Data entries

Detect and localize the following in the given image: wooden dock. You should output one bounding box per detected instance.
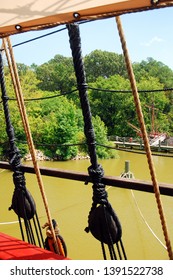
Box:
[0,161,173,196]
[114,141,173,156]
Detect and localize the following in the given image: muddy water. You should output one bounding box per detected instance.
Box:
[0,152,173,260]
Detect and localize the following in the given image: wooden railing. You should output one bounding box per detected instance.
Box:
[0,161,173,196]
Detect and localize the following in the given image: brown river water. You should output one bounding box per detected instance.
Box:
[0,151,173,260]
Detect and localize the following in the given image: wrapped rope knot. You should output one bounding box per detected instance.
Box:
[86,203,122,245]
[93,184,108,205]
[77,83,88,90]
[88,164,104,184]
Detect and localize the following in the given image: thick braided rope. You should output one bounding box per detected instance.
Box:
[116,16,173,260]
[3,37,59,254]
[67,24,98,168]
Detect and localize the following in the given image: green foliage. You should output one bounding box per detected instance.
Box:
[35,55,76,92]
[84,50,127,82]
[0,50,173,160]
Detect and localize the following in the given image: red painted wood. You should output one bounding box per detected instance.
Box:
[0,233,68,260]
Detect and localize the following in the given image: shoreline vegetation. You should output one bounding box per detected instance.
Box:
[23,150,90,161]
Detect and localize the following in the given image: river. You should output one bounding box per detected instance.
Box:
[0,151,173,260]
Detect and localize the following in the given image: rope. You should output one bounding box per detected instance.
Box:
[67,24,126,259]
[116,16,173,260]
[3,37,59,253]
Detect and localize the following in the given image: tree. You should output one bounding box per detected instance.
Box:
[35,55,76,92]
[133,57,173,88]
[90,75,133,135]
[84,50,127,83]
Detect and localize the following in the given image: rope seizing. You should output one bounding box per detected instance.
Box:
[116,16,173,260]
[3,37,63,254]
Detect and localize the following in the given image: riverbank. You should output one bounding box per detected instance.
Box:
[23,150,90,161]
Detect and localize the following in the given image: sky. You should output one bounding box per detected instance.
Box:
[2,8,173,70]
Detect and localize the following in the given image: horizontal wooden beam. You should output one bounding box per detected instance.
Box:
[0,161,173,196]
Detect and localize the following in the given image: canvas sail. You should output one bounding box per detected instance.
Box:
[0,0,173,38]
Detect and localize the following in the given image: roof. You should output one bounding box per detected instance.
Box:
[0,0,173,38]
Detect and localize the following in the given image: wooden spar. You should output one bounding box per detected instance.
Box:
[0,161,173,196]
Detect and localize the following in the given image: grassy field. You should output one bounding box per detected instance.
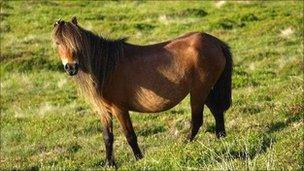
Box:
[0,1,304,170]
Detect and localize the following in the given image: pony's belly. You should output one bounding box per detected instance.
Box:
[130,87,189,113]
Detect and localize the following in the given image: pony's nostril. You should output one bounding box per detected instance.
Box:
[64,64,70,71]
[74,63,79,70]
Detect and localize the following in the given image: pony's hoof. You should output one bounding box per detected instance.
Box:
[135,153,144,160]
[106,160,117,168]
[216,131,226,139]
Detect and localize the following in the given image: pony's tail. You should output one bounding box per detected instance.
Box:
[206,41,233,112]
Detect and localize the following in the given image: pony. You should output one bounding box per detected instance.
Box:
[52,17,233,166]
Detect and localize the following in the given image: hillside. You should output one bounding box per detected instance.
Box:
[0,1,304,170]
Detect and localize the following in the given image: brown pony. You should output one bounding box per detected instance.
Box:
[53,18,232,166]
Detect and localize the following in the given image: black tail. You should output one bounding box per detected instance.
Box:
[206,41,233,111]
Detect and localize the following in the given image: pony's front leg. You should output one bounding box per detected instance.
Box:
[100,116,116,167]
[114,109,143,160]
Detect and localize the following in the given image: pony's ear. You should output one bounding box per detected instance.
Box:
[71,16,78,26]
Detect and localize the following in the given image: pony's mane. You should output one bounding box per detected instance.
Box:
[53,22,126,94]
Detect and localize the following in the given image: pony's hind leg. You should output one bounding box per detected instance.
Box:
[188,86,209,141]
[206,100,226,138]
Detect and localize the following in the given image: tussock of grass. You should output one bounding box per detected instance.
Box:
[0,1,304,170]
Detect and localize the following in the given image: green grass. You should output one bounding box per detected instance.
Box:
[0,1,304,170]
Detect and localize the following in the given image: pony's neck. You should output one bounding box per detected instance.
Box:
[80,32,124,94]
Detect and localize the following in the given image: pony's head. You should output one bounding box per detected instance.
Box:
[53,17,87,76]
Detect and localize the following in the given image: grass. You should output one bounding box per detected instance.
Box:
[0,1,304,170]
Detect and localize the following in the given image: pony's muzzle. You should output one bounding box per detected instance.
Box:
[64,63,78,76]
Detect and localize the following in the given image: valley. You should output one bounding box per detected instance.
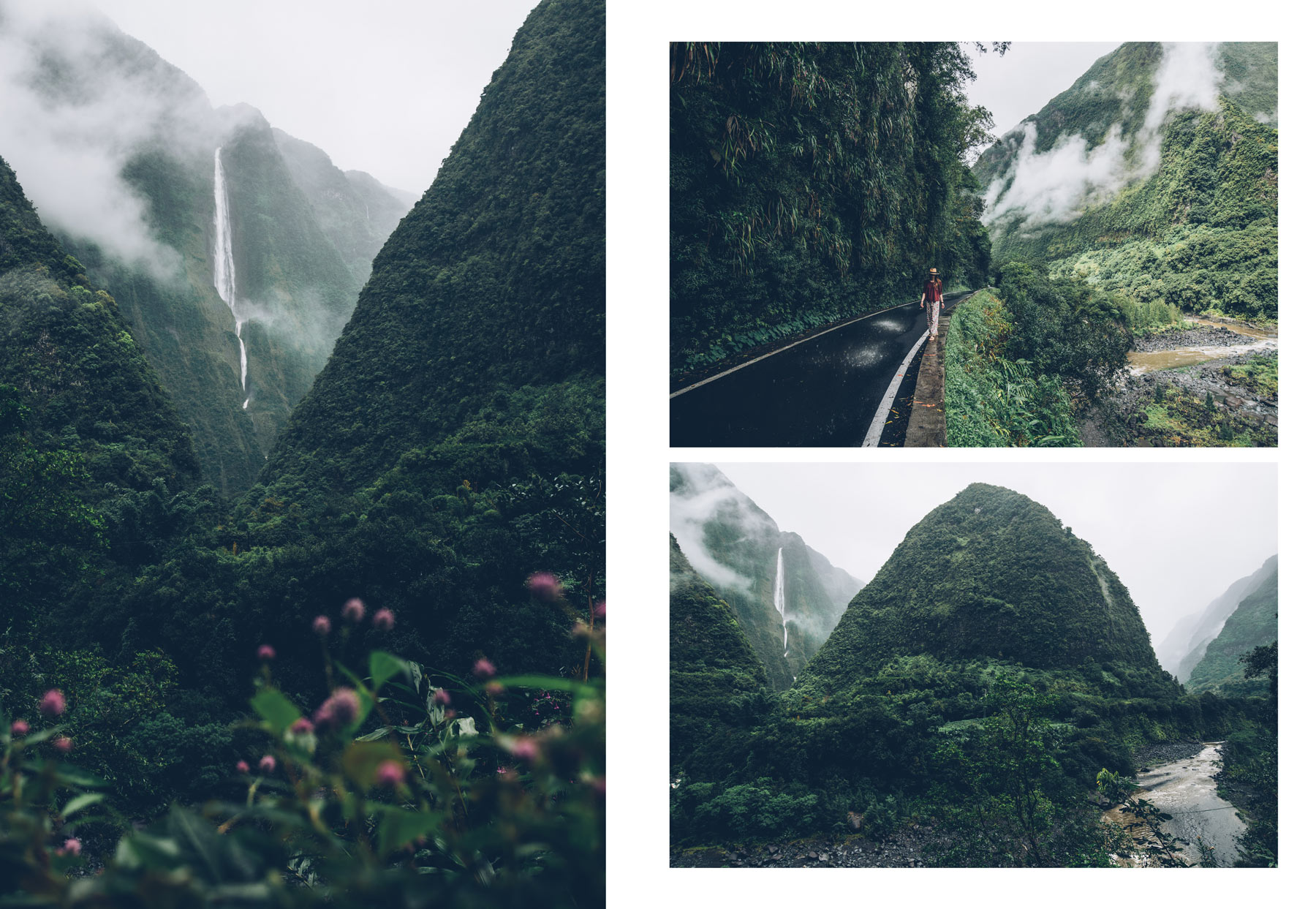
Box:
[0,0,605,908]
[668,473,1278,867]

...

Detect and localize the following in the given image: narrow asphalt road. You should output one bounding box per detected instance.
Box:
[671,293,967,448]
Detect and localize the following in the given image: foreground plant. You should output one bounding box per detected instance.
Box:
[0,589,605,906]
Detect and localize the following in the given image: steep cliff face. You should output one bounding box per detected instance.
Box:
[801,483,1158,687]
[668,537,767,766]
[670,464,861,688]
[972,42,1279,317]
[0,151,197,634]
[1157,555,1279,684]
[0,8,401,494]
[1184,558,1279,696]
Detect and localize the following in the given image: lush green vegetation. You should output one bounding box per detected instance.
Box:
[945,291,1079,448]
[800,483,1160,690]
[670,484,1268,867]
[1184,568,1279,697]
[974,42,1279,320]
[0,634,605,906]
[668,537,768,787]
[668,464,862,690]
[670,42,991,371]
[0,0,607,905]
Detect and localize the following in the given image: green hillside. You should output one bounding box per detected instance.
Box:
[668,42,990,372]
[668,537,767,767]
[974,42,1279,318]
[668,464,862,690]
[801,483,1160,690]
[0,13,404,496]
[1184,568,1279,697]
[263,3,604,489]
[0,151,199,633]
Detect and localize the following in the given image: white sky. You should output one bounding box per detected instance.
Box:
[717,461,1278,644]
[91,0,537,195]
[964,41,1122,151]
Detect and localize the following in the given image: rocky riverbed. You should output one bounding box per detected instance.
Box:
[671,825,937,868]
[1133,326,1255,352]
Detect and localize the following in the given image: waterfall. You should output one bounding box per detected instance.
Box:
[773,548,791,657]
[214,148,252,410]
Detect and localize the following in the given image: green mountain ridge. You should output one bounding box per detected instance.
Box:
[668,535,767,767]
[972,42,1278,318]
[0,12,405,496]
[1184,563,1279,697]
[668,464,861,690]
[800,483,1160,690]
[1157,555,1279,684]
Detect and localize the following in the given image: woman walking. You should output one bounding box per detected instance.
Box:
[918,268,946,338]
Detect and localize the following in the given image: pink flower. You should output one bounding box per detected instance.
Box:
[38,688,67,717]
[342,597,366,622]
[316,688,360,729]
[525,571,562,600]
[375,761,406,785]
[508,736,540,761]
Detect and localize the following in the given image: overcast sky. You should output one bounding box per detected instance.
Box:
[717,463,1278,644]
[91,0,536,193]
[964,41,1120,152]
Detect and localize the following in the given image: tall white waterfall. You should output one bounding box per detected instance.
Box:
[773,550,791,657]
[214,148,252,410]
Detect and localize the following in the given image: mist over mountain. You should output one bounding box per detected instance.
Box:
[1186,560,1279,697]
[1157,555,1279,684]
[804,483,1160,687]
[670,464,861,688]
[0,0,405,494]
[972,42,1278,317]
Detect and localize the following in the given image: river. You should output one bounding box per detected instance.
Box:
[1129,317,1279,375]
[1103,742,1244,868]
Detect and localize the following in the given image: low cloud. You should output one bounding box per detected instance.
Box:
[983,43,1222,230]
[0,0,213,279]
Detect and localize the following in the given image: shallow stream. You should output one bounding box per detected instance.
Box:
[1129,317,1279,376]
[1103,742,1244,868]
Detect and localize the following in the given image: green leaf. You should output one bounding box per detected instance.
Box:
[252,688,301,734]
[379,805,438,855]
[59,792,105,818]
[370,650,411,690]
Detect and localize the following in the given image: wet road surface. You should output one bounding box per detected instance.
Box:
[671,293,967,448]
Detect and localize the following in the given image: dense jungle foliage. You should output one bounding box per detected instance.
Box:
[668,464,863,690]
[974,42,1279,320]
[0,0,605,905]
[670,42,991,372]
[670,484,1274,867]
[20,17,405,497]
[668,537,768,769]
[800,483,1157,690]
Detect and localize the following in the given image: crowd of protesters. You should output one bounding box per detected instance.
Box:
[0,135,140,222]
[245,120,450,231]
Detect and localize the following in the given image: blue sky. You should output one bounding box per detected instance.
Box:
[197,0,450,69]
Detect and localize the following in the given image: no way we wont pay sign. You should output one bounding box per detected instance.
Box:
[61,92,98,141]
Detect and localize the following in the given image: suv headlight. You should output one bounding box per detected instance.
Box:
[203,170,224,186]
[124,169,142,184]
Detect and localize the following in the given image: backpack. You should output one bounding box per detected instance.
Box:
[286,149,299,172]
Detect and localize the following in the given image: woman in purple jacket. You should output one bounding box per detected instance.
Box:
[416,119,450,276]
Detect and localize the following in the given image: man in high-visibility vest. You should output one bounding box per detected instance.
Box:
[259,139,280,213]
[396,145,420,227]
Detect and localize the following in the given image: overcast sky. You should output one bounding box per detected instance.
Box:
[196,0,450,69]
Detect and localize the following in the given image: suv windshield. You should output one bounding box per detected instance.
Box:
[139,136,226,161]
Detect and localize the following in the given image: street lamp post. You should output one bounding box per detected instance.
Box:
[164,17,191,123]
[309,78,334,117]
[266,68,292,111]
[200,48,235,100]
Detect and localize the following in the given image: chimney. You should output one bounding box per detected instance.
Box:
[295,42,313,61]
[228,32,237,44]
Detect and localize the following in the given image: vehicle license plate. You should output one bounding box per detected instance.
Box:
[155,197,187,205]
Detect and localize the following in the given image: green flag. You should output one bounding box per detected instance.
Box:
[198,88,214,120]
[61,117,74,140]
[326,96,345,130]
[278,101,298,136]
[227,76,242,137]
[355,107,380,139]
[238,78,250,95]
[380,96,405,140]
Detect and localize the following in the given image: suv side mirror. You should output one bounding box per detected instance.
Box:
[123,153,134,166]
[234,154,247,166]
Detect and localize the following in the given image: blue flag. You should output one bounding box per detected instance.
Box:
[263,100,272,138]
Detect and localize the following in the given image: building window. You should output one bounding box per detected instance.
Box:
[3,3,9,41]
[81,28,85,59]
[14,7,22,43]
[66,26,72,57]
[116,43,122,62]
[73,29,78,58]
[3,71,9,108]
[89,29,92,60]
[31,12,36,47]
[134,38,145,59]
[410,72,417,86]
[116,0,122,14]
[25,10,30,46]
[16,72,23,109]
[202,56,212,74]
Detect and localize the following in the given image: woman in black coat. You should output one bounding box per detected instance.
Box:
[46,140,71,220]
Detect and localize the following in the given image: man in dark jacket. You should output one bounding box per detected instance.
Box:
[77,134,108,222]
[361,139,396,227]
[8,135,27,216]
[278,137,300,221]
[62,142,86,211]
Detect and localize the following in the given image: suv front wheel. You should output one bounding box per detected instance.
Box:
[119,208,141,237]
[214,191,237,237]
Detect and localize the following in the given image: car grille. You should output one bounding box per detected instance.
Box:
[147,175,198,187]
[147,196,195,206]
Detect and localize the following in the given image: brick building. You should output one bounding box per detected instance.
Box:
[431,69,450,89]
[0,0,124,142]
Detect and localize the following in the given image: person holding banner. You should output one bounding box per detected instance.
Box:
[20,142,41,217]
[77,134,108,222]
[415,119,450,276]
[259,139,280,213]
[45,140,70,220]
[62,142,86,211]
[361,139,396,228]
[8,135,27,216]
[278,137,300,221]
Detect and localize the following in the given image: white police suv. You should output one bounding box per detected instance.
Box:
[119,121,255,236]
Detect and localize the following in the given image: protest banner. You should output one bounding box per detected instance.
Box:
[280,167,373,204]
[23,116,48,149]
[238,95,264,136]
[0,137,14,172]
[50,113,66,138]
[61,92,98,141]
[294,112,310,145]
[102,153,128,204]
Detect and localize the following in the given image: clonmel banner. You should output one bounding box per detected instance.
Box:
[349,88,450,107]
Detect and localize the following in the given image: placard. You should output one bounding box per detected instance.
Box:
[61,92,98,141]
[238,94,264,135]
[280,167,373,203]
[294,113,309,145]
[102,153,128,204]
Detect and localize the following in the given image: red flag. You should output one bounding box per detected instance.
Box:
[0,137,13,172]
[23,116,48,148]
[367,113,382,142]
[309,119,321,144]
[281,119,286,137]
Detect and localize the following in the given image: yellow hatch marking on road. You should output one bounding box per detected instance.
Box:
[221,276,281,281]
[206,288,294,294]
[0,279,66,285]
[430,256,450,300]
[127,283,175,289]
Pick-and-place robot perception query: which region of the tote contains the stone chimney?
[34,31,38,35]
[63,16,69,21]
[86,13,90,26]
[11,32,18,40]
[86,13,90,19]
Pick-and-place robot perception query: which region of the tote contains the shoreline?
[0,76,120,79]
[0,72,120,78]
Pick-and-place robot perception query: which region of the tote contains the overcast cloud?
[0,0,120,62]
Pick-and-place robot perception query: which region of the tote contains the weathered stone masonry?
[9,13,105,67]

Brief: Could you reproduce the listing verbatim, starting at the line that contains "Detect and localize the following in the given image: blue flag." and ending at the line that contains "[263,100,272,138]"?

Result for this exercise:
Detect and localize the following in the given image: blue flag. You should output one bounding box per detected instance.
Box:
[263,100,272,138]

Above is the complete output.